- **SHORT TASK**
Count the lines in the records below that contain the string "tile", treating case as significant, and give only the number.

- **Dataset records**
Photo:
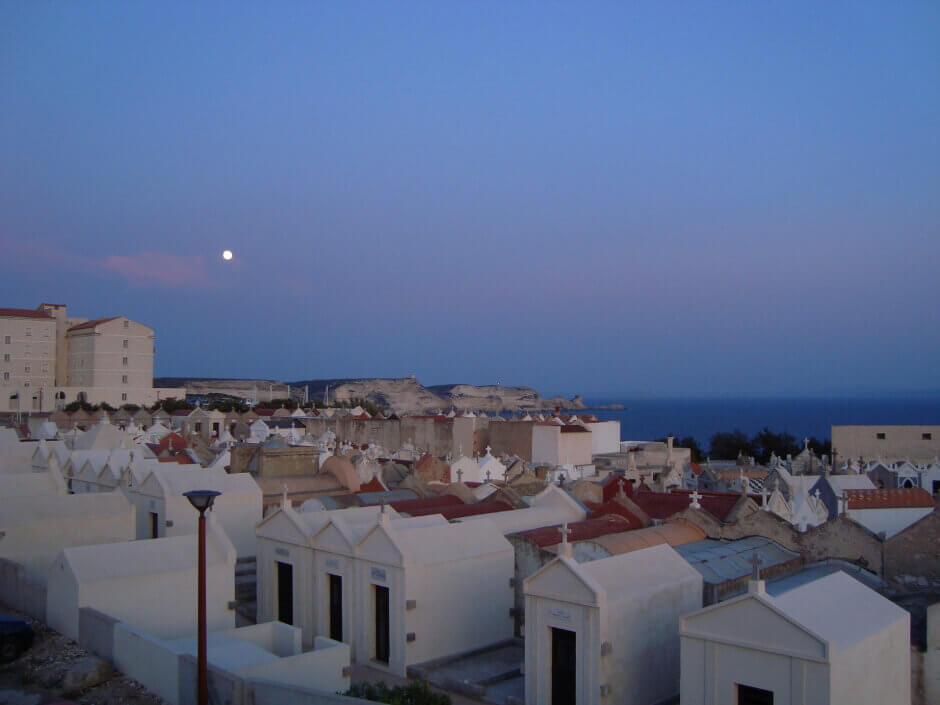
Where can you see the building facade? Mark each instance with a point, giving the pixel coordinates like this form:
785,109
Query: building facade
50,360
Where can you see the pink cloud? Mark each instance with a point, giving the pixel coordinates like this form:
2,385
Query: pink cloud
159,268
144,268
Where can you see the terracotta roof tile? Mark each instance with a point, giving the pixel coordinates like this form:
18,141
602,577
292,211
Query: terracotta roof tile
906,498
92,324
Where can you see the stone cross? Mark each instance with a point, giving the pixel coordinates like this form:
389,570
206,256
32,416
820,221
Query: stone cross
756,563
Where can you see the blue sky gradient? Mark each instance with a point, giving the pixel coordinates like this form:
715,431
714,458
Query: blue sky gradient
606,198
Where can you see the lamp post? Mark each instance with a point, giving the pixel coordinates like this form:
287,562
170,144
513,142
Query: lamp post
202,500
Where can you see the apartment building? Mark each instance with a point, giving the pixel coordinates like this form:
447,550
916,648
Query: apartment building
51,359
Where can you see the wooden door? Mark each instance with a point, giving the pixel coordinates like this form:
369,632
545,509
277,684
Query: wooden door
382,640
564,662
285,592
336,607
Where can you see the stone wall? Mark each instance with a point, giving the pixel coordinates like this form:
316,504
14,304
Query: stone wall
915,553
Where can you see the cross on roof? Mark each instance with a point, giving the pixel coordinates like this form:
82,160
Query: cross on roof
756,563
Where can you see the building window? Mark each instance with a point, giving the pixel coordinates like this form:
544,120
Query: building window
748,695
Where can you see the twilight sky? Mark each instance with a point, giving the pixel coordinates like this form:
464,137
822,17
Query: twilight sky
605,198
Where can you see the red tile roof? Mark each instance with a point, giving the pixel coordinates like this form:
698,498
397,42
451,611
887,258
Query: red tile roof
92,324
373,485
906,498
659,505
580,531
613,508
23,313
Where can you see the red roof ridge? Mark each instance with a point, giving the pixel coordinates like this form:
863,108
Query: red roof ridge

---

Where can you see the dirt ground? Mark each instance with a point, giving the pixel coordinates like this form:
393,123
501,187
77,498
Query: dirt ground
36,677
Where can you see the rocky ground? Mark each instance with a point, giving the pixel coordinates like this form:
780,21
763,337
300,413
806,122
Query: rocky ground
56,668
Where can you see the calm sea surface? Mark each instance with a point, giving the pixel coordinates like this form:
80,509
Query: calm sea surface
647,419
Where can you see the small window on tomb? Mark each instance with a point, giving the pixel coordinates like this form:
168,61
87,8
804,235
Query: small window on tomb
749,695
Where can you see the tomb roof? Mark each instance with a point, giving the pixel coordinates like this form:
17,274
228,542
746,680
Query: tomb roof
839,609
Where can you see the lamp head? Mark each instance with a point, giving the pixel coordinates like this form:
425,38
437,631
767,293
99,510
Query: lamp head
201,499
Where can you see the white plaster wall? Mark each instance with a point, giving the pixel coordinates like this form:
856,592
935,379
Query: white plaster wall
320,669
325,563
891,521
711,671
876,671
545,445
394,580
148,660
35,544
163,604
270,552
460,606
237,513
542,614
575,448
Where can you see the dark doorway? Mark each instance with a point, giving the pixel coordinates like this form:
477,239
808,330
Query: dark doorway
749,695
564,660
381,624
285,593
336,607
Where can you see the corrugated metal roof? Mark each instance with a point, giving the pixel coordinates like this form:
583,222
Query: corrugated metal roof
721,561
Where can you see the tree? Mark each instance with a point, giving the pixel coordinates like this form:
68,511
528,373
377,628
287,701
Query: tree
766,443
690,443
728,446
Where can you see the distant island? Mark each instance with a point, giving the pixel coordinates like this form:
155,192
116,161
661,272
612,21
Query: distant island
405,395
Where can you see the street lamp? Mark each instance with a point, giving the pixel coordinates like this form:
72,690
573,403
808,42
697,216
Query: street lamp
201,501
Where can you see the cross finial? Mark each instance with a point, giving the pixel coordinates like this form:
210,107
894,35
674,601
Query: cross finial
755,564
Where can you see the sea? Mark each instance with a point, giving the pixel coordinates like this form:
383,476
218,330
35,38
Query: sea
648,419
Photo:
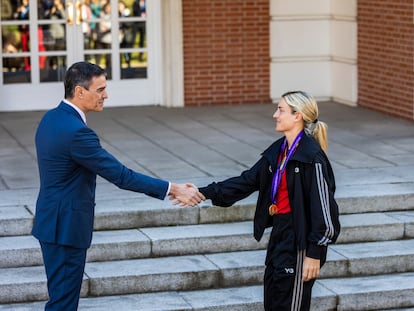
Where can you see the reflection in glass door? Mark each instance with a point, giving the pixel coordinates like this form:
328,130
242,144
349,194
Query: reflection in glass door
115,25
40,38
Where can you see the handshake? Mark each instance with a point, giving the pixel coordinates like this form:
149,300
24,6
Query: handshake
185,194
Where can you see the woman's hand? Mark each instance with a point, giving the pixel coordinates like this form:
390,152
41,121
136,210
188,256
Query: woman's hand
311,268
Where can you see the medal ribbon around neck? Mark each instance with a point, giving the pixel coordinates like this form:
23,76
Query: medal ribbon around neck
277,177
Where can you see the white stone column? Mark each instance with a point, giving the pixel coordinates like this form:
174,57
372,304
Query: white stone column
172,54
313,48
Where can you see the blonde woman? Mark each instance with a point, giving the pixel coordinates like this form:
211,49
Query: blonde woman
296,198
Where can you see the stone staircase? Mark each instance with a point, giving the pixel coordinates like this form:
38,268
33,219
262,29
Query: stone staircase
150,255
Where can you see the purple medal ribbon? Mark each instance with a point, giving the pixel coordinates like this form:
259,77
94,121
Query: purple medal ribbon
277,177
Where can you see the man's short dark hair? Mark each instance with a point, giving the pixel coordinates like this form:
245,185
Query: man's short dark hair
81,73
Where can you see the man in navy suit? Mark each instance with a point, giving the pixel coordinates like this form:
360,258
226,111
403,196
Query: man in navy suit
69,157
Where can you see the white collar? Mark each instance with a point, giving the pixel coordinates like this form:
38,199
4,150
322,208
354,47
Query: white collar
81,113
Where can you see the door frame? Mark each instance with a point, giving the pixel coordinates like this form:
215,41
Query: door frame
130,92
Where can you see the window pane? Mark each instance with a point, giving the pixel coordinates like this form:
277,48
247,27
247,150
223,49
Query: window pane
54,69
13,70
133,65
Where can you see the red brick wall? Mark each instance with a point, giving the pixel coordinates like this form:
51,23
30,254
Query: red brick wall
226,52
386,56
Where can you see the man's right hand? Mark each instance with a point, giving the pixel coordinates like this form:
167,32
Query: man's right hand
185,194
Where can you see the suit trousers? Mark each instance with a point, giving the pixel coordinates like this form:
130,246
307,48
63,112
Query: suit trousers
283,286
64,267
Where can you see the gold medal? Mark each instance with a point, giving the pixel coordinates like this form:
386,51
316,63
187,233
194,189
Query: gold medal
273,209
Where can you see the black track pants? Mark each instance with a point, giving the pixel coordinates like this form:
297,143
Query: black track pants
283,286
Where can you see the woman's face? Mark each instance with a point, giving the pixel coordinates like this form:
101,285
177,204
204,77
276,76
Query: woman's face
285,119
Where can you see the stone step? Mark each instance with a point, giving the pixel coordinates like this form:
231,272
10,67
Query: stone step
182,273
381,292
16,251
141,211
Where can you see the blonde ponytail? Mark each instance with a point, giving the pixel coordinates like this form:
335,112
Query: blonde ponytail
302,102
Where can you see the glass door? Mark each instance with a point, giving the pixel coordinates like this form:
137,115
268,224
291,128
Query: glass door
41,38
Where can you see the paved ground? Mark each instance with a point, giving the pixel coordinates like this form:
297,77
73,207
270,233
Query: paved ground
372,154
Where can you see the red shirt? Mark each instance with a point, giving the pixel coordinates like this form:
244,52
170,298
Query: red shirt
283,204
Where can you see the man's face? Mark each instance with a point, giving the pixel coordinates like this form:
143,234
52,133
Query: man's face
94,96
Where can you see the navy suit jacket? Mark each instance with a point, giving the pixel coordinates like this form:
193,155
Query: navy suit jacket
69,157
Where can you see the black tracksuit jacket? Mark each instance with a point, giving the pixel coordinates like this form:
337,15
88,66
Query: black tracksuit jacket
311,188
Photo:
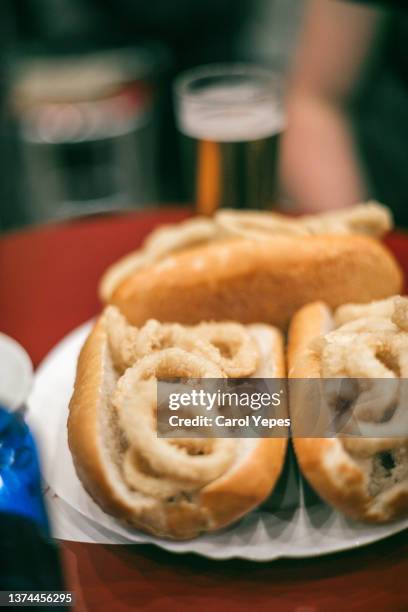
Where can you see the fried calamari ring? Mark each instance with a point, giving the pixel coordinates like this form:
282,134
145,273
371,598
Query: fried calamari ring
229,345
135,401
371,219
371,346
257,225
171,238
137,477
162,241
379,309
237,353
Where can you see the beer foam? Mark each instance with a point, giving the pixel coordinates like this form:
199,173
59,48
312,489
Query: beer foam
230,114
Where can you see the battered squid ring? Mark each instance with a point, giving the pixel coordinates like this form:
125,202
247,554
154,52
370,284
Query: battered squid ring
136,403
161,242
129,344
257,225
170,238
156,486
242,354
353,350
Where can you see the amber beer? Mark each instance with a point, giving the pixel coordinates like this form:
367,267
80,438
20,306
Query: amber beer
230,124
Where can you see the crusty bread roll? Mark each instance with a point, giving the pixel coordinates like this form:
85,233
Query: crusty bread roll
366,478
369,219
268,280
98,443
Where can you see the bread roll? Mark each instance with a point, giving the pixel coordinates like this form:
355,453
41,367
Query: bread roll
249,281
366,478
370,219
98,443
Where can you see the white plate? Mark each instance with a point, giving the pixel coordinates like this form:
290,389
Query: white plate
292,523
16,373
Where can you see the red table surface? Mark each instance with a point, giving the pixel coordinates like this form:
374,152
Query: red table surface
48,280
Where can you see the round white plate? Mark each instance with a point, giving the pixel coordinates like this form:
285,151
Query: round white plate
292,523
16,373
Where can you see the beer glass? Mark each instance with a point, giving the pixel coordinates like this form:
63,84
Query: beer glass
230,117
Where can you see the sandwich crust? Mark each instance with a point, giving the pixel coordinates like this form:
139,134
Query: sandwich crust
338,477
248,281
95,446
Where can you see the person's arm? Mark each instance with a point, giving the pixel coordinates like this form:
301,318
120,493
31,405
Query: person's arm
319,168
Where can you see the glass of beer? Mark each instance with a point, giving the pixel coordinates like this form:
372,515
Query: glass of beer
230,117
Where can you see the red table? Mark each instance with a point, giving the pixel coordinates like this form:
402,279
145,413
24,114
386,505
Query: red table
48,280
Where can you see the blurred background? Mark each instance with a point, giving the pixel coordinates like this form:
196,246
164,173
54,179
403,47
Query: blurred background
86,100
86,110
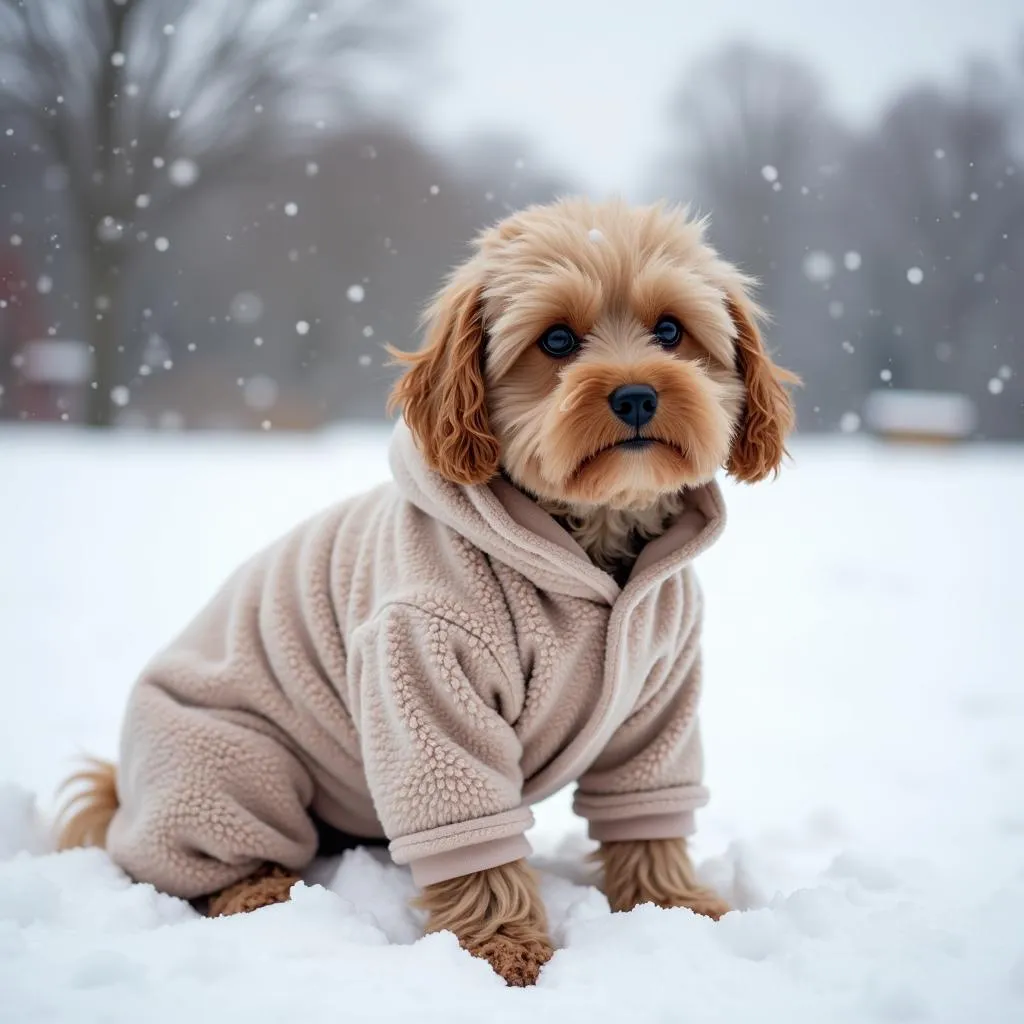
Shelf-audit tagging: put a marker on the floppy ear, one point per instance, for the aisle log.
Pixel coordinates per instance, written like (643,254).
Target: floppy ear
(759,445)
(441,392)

- **RESPONSE TO THIS EXERCISE**
4